EXTRACTED TEXT

High-level waste (HLW) is a type of nuclear waste created by the irradiation of nuclear fuel in a reactor. Irradiation causes a build-up of fission products and transuranic elements (generated by capture of neutrons) in the fuel. Fission products typically have a much shorter half-life than uranium, which means the irradiated fuel is more radioactive and thus hotter than fresh fuel – high-level waste has heat output of >2 kW/m^{3}. At the same time, the fissile material (usually uranium-235) is used up, so that the fuel is no longer able to sustain the operation of the reactor and must be recycled or disposed of as waste.

High-level waste includes spent nuclear fuel itself as well as the byproducts of nuclear reprocessing, which results in liquid raffinates and other waste streams. Liquid wastes are not suitable for disposal, so these are vitrified to convert them into a solid, glass form which is suitable for disposal.

DATA PROVIDED
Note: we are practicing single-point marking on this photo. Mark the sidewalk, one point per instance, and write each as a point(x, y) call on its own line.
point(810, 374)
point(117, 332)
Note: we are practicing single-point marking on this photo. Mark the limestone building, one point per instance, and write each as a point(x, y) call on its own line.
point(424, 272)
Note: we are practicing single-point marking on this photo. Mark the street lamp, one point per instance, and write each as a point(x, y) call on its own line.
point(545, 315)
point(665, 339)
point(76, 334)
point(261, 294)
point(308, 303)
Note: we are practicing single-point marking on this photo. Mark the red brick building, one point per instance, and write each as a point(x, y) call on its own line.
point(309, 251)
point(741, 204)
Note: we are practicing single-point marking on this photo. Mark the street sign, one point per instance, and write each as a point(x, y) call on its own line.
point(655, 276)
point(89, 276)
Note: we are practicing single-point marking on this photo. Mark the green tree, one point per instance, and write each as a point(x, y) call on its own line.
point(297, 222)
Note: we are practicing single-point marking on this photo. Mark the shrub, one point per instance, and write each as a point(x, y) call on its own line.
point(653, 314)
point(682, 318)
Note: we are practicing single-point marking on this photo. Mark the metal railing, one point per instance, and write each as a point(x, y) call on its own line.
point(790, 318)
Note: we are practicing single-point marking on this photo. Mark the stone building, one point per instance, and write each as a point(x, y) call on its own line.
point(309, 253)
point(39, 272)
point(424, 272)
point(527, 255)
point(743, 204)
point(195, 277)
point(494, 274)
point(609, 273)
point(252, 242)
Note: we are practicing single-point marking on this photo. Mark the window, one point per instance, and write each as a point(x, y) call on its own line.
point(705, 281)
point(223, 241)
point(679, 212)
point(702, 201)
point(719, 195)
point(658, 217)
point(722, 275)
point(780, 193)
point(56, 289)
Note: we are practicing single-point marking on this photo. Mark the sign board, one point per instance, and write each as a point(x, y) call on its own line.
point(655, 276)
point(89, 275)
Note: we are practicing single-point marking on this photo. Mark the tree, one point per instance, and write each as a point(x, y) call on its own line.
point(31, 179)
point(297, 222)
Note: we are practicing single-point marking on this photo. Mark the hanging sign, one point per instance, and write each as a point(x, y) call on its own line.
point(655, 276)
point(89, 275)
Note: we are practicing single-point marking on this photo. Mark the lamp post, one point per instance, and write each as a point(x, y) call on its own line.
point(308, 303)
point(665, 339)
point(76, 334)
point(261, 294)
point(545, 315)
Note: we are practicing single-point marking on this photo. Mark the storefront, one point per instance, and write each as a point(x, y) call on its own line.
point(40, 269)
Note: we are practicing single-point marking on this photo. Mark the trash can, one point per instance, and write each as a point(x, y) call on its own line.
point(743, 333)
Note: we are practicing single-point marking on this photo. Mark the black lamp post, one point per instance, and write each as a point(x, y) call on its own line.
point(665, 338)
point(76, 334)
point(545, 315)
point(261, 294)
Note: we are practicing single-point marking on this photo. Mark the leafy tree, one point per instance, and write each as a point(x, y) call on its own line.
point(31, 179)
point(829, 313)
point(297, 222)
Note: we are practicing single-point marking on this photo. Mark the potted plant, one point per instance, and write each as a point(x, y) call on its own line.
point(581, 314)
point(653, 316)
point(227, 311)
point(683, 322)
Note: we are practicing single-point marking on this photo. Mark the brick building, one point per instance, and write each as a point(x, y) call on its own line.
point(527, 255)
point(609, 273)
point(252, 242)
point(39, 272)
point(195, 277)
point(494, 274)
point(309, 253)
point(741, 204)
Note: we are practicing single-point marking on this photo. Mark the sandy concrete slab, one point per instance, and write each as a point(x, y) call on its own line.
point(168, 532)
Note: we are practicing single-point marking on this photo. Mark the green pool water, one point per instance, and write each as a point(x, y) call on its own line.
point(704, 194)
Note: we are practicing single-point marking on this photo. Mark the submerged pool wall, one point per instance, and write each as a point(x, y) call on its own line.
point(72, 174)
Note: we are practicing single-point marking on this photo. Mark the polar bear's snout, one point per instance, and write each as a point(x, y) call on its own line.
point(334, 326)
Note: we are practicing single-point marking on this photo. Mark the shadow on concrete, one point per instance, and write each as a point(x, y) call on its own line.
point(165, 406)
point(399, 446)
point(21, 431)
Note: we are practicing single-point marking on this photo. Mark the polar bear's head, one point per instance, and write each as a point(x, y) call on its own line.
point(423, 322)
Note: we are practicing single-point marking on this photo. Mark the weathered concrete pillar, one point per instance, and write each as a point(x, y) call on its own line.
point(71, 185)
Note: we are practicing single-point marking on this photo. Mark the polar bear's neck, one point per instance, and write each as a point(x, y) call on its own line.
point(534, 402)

TASK REQUIREMENTS
Reproduce, word for word, the part of the high-level waste text that opens with the words containing "High-level waste includes" and closes with "suitable for disposal.".

RESPONSE
High-level waste includes spent nuclear fuel itself as well as the byproducts of nuclear reprocessing, which results in liquid raffinates and other waste streams. Liquid wastes are not suitable for disposal, so these are vitrified to convert them into a solid, glass form which is suitable for disposal.